* BEGIN Given entries *

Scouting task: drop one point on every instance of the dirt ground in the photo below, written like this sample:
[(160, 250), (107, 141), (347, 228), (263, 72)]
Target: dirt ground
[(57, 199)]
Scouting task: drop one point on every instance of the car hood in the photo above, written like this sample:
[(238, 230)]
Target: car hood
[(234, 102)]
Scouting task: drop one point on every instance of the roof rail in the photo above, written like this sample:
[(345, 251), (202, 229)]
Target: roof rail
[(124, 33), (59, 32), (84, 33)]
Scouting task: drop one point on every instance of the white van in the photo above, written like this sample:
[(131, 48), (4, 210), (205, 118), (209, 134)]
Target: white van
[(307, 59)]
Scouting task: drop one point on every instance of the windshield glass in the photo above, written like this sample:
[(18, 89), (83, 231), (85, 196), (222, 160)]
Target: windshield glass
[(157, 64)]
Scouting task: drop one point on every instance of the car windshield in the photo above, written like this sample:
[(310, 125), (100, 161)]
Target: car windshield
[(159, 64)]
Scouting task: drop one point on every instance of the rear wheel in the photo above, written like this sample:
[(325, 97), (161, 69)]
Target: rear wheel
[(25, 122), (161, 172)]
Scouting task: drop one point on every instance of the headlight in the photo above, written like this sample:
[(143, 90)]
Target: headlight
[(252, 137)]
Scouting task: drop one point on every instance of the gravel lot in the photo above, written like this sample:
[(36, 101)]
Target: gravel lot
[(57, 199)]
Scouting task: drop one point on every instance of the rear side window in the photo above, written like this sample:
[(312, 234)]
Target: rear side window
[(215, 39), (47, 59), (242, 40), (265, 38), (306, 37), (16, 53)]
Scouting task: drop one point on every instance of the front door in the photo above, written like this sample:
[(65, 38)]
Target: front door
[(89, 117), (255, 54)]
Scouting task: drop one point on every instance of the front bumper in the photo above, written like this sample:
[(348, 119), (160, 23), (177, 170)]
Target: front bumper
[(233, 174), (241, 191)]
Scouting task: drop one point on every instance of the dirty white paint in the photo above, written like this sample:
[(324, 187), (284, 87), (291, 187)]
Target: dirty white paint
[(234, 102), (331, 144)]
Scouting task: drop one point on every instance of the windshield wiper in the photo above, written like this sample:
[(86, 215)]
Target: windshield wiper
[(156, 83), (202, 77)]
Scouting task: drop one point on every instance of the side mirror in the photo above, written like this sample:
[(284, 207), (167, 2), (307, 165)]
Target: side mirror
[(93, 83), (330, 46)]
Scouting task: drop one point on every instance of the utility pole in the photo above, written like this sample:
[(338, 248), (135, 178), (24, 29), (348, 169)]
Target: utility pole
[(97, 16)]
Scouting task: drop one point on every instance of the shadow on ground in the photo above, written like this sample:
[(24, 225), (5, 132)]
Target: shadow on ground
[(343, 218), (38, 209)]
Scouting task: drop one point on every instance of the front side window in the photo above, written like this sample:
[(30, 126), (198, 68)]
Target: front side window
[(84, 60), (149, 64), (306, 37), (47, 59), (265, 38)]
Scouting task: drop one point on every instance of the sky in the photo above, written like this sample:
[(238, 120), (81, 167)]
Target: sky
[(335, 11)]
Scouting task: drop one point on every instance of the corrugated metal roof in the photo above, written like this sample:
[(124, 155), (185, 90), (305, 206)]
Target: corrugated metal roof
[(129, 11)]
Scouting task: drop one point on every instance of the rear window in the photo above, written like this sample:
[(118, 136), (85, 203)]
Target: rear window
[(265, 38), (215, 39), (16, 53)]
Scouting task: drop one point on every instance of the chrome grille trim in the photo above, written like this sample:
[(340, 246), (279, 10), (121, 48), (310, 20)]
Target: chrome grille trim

* END Given entries *

● Requirement
Update the entries starting at the line that contains "Scouting task: drop one point on every instance of the roof" and ending at the line that contains "[(159, 64)]" by replacing "Target" with "Object" and leaving everything else unchanged. Give only those lines.

● Final result
Scouting task: drop one point on every instance of the roof rail in the photo above, written like this sample:
[(345, 251), (202, 229)]
Object: roof rail
[(124, 33), (59, 32), (84, 33)]
Scouting task: drop one point on every instance of the white van in the photo above, written like this sample:
[(131, 48), (4, 210), (205, 118), (209, 134)]
Object: white van
[(307, 59)]
Scouting task: drop one point on every instance of the windshield glass in the photo above, written like this sample:
[(18, 89), (83, 231), (85, 196), (222, 160)]
Object: windshield glass
[(157, 64)]
Scouting task: drop one point on every instance of the car windshield in the photo above, written like this sample:
[(310, 125), (100, 161)]
Object: car windshield
[(159, 64)]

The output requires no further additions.